## PROBLEM TO WORK ON
Reproduce the records below verbatim, leaving out the pictures.

## RECORDS PROVIDED
****************
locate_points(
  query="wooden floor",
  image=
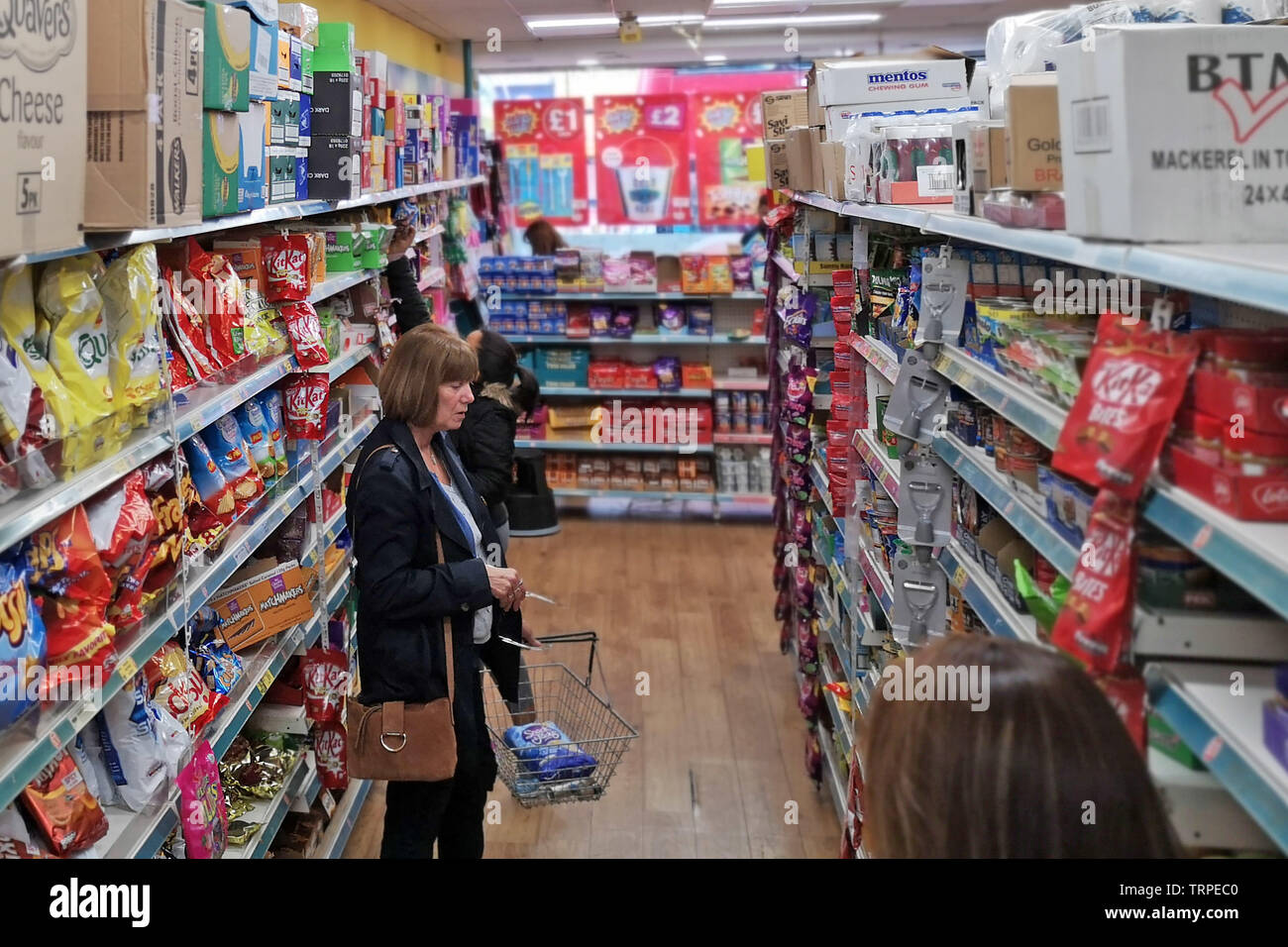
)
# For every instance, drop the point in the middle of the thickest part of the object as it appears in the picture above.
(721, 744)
****************
## ANSWER TO THE EXERCISE
locate_points(
  query="wooden floor",
  image=
)
# For every instance, drop the point in the middle of the thickest part of the object as it appears in the picture above.
(721, 744)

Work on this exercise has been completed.